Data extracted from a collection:
——————————

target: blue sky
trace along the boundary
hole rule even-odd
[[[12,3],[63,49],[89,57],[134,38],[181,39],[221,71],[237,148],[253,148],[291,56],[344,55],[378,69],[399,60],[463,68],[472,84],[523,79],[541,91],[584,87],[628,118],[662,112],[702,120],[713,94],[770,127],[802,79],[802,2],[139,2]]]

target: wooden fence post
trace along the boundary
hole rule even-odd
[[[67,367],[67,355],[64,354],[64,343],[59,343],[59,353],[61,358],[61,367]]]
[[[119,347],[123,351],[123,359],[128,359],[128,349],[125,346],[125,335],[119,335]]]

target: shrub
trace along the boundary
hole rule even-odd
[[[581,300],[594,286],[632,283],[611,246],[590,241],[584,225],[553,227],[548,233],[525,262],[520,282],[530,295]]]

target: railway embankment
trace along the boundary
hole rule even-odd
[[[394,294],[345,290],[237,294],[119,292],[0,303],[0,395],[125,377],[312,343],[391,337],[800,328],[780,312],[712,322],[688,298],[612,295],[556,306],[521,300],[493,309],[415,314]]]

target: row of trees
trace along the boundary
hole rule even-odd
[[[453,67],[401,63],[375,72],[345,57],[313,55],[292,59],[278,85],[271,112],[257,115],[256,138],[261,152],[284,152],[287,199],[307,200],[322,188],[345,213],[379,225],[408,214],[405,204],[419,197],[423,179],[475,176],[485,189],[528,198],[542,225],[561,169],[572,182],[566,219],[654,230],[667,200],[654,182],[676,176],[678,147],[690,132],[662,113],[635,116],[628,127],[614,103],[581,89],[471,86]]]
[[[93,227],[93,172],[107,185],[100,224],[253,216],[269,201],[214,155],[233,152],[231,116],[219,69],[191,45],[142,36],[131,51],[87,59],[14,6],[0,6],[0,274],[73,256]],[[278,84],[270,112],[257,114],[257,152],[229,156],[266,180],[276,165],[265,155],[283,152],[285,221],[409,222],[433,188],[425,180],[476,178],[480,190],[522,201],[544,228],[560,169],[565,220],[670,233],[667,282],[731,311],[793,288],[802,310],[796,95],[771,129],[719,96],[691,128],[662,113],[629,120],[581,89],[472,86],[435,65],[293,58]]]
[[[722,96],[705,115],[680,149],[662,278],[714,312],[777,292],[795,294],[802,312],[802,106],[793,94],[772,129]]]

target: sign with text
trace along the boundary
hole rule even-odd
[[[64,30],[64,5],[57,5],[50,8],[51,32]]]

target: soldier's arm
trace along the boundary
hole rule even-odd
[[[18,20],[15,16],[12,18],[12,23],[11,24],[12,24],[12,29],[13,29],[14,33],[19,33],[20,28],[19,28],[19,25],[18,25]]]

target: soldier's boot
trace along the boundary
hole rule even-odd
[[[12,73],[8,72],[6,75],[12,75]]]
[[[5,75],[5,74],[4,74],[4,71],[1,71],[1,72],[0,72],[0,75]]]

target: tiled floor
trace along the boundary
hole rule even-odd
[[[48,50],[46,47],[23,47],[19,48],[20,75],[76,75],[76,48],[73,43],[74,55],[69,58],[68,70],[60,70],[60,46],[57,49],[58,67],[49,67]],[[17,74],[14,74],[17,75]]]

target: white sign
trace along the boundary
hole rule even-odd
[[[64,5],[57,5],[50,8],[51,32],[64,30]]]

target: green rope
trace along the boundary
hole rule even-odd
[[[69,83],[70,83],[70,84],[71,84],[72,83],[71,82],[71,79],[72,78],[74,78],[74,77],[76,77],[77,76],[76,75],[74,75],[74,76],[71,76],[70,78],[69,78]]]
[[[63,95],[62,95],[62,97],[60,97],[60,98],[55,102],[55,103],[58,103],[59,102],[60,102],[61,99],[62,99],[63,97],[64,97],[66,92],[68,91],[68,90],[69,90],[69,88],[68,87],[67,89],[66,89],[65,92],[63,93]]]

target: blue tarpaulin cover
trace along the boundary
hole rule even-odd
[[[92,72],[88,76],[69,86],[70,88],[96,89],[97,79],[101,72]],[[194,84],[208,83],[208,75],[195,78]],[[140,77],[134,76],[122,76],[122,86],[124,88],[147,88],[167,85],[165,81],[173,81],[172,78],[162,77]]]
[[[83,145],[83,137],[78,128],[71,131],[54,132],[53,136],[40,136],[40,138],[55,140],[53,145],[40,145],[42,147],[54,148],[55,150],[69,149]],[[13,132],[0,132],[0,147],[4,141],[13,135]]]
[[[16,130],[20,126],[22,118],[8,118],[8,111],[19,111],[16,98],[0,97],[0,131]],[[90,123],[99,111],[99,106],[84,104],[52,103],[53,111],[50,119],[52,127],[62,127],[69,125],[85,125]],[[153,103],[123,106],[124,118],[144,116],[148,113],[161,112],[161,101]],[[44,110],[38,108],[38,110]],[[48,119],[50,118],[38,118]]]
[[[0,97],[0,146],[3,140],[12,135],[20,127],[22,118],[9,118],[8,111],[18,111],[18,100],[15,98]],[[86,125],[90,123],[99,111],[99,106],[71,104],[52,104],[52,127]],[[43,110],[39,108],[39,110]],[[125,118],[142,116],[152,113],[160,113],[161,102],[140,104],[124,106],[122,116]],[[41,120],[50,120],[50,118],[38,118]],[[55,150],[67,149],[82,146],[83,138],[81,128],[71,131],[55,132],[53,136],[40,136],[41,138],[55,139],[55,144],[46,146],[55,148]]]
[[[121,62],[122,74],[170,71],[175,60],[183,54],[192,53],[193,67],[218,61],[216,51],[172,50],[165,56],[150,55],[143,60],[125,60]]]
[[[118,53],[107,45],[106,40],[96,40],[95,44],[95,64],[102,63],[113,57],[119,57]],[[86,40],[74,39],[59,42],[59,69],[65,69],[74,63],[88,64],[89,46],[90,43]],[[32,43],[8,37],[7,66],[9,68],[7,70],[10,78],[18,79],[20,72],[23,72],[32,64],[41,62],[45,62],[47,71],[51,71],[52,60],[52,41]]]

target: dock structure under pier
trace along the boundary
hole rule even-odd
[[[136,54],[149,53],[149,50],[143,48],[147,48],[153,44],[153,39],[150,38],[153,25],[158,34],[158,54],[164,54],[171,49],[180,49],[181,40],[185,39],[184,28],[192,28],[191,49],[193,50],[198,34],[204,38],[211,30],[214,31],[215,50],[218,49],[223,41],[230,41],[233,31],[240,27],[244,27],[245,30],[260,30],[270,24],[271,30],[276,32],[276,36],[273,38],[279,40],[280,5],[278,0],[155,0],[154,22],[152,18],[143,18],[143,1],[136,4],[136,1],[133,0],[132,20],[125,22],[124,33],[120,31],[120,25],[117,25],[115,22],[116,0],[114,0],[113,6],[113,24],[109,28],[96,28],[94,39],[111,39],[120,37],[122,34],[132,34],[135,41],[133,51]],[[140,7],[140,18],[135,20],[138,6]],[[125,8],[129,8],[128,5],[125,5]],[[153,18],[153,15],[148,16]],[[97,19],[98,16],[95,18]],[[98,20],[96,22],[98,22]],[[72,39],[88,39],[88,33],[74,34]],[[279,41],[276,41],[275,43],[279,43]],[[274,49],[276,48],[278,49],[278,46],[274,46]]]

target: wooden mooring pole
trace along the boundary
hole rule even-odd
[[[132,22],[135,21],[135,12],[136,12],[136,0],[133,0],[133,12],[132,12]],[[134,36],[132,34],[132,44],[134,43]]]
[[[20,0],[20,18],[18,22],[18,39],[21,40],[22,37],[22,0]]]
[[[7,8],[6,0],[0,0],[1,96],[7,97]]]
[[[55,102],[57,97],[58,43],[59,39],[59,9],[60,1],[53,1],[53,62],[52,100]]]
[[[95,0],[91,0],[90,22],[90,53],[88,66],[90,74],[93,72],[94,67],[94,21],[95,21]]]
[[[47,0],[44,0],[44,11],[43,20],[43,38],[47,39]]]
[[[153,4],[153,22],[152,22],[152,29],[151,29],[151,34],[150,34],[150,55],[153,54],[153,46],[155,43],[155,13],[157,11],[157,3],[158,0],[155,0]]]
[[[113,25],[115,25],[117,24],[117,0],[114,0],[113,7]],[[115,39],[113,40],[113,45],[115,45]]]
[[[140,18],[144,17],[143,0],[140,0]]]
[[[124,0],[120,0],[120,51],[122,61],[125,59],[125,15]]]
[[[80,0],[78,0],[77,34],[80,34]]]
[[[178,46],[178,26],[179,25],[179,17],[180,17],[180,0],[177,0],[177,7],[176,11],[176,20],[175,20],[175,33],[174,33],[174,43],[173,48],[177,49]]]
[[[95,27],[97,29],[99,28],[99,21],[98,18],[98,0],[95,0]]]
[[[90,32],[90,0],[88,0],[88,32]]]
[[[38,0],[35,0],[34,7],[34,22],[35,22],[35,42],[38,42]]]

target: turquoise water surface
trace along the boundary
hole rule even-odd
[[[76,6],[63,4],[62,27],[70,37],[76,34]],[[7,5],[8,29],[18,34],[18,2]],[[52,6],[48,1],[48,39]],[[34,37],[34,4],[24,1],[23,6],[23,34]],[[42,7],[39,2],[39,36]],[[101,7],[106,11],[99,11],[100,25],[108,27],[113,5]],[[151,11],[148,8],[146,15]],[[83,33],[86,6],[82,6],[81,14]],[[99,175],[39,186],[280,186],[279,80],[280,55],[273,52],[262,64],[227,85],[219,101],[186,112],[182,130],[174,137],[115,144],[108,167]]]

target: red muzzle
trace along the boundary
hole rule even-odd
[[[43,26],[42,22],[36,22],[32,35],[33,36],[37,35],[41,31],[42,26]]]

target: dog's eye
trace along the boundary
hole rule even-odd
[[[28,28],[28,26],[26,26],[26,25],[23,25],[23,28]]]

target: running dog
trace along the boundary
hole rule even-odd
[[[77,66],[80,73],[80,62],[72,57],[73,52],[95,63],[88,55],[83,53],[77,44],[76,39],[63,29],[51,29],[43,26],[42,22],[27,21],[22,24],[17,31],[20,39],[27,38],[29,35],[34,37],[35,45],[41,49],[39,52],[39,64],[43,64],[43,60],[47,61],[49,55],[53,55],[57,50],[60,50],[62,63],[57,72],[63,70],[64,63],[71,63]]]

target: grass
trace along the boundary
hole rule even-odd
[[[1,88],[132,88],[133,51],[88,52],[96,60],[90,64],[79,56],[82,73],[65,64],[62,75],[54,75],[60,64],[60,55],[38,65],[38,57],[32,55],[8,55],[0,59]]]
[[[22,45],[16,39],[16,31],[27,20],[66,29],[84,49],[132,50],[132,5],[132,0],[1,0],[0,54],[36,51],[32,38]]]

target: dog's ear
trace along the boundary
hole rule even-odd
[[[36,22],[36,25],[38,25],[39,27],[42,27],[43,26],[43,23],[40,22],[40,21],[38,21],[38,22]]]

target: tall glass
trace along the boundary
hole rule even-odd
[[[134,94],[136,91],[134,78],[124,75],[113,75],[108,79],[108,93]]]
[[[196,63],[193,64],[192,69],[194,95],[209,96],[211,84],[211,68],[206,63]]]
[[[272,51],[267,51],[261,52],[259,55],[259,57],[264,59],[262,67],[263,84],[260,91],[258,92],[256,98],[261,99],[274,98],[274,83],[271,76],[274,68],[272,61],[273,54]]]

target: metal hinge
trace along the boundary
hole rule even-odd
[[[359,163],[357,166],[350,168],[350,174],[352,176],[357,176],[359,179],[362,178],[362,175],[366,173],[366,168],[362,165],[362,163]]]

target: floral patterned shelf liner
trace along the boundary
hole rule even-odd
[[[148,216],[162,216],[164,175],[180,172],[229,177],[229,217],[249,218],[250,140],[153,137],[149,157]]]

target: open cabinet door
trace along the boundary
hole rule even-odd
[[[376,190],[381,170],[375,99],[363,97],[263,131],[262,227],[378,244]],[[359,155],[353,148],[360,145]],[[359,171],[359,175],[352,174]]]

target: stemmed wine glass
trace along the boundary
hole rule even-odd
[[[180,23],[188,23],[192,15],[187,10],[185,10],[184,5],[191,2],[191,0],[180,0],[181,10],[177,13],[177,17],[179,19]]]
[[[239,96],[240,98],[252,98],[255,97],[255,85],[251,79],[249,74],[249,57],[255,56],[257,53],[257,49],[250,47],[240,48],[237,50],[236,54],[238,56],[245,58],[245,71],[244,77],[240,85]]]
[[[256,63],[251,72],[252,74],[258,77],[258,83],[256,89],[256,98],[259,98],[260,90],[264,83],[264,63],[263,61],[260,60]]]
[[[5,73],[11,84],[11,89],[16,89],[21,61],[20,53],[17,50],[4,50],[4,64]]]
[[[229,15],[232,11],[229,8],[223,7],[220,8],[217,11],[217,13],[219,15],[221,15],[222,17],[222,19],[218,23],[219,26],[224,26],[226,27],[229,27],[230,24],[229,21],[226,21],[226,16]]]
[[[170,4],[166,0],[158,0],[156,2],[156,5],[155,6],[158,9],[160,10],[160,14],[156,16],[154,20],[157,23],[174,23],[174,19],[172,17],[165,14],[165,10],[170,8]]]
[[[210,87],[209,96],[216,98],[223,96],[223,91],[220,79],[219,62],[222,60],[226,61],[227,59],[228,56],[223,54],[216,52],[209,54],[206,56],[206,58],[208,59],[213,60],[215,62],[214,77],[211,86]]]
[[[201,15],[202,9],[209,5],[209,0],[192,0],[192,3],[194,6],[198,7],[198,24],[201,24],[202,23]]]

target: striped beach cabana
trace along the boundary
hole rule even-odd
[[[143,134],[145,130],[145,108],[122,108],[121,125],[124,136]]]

——————————

Rewrite the rows from the line with "target: soldier's arm" up to and including the line with "[[[64,5],[57,5],[50,8],[51,32],[64,30]]]", swapping "trace along the boundary" for "follow the outline". Leave everything else unchanged.

### [THE RESPONSE]
target: soldier's arm
follow the outline
hole rule even-odd
[[[18,20],[15,16],[12,18],[12,23],[11,24],[12,24],[12,29],[13,29],[14,33],[19,33],[20,28],[19,28],[19,25],[18,25]]]

target: soldier's boot
follow the outline
hole rule even-odd
[[[12,73],[8,72],[6,75],[12,75]]]
[[[5,75],[5,74],[4,74],[4,71],[1,71],[1,72],[0,72],[0,75]]]

target: tiled floor
follow the outline
hole rule even-odd
[[[48,50],[46,47],[23,47],[19,48],[20,75],[76,75],[76,48],[73,43],[74,55],[69,58],[68,70],[60,70],[60,46],[57,49],[58,67],[49,67]],[[17,74],[14,74],[17,75]]]

target: white sign
follow the outline
hole rule even-odd
[[[64,5],[57,5],[50,8],[51,32],[64,30]]]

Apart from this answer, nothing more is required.